──────── RECORD SET ────────

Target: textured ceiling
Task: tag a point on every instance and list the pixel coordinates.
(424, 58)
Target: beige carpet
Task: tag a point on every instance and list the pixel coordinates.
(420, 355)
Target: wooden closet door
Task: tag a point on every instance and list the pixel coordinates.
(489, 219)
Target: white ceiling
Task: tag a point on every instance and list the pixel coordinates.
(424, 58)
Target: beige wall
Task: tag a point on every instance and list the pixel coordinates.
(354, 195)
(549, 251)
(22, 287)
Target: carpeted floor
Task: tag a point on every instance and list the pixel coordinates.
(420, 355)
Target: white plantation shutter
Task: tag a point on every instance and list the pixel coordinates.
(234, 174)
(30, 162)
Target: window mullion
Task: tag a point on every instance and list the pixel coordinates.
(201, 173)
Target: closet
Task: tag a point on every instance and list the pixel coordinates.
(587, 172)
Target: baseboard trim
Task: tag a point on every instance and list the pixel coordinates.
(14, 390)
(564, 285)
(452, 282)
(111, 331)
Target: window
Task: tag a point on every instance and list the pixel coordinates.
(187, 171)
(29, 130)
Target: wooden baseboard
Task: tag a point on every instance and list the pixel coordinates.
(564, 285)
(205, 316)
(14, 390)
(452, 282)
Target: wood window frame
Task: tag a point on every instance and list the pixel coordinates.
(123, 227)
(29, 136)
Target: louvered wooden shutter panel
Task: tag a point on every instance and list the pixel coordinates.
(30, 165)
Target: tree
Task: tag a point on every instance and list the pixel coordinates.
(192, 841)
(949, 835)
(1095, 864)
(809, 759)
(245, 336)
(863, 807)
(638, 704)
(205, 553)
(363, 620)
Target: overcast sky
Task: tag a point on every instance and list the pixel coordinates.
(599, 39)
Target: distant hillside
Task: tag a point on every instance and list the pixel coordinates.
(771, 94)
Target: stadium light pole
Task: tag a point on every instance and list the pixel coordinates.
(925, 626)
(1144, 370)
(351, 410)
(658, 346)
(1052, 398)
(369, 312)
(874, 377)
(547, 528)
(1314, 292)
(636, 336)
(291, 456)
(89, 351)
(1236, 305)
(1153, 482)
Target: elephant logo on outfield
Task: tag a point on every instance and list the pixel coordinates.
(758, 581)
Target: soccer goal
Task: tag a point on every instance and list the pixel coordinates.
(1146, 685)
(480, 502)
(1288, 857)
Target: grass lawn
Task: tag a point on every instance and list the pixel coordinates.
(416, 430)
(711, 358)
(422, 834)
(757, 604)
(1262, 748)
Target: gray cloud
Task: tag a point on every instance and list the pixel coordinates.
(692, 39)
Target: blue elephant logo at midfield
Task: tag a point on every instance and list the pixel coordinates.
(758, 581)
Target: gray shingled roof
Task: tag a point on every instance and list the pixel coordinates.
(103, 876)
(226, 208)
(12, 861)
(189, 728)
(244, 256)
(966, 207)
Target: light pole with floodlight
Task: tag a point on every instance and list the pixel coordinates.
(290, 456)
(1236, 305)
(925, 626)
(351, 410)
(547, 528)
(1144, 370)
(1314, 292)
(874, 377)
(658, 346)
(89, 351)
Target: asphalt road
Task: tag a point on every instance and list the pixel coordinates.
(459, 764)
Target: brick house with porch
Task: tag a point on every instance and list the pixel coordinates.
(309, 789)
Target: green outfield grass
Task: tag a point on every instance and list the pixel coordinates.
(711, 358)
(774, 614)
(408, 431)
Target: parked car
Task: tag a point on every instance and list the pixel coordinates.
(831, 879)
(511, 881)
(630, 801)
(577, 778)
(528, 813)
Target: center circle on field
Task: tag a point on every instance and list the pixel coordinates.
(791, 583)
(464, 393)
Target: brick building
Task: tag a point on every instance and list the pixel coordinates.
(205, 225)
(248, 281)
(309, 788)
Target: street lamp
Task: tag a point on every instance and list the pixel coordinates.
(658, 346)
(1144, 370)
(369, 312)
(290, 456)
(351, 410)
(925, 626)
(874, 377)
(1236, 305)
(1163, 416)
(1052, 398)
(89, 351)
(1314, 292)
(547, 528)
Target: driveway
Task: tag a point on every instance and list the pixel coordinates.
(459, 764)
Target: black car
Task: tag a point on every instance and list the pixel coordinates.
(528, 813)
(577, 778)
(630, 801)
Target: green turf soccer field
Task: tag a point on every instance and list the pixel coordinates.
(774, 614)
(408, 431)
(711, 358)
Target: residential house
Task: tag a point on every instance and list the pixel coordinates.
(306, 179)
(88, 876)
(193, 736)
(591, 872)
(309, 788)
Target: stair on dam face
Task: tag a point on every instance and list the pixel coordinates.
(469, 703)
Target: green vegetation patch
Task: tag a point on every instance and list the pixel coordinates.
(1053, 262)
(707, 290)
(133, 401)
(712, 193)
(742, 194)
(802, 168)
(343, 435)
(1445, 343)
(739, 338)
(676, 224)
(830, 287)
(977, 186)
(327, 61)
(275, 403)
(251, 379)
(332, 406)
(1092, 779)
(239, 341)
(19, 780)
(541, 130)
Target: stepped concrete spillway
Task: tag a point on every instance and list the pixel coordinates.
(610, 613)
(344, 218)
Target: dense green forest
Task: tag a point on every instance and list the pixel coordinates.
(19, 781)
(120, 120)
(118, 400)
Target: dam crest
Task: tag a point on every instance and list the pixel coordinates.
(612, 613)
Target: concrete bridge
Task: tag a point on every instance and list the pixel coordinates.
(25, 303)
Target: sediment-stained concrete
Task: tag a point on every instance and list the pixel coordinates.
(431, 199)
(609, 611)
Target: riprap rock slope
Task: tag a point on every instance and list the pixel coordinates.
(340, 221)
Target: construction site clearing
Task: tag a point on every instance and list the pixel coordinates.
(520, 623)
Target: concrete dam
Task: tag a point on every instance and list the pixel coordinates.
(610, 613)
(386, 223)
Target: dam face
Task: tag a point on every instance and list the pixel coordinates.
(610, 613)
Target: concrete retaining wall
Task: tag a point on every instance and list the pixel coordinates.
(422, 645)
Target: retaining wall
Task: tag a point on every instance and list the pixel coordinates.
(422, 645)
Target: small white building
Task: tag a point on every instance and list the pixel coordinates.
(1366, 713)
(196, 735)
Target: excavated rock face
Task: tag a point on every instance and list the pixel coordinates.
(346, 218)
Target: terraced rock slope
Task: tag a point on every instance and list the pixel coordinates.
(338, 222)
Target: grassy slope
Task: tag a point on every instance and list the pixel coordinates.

────────

**EXERCISE**
Copy each line of the listing that carries the string "wall".

**TASK ANSWER**
Target: beige wall
Target: concrete retaining wall
Target: retaining wall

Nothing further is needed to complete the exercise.